# Listed entries
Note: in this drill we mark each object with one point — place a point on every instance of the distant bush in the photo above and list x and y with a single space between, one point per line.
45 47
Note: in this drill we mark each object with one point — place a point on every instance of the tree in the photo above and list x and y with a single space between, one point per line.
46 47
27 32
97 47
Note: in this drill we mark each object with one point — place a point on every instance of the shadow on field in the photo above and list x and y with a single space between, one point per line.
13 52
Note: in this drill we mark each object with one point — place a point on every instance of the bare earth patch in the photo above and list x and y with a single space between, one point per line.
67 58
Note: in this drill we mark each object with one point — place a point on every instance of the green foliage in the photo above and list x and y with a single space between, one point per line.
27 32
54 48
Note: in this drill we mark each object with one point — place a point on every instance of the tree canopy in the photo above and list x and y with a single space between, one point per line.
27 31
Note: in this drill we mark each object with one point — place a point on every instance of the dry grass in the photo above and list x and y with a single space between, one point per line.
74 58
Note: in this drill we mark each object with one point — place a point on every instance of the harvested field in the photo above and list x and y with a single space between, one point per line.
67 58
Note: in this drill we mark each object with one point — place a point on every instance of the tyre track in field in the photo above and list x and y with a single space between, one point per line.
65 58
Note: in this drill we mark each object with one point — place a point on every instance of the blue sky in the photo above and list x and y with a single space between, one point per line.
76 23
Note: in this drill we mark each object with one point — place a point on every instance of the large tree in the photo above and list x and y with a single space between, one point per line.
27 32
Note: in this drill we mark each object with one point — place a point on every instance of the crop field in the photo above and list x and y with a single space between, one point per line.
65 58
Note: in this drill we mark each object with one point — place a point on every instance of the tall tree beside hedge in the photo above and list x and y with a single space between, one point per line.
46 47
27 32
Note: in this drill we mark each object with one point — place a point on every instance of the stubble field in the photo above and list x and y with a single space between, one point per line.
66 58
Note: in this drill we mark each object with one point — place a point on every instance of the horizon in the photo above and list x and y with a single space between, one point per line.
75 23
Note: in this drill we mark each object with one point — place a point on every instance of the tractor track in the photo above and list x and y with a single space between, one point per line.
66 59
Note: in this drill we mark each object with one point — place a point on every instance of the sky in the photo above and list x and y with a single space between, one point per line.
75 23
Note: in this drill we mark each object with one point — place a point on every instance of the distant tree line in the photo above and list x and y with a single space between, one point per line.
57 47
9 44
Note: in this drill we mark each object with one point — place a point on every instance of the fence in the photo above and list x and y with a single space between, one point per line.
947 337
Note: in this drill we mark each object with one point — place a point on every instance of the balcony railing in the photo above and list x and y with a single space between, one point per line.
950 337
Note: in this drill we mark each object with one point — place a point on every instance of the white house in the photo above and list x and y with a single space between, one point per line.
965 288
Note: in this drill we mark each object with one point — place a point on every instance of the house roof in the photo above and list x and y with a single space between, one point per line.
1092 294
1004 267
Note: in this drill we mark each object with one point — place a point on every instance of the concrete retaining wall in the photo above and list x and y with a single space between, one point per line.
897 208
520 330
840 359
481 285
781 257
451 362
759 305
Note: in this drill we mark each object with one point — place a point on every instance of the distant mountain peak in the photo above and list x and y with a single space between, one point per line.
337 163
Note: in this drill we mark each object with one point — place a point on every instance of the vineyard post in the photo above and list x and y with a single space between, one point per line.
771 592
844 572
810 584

# Set task
Write out again, exactly, the lines from the one holding "of the white" through the end of the listing, with both ends included.

# Worked solution
Note: in this drill we mark each object with one point — place a point on every instance of the white house in the photo above and list x and y with a single space between, one point per line.
965 288
Note: in this drill we mark each object with one point — place a point on every instance of the house roof in the photo above and list x and y with a single space between, one point per line.
1092 294
1004 267
Note: in this drill we mark each object with one point — place a point on every instance of the concrete retaining wall in the photo above and list x and y with a single space between, one point per line.
897 208
520 330
840 359
481 285
781 257
451 362
759 305
Note: in this drill we mark each object with one point — place a point on every instance of the distant mountain peak in the photo above and list x and y with a single space between, one point per line.
337 163
Note: in this drill we mark each object with one point — place a point on every instance of the vineyard post in the photo above and list x and y with a single space between, one point per line.
771 592
844 572
810 584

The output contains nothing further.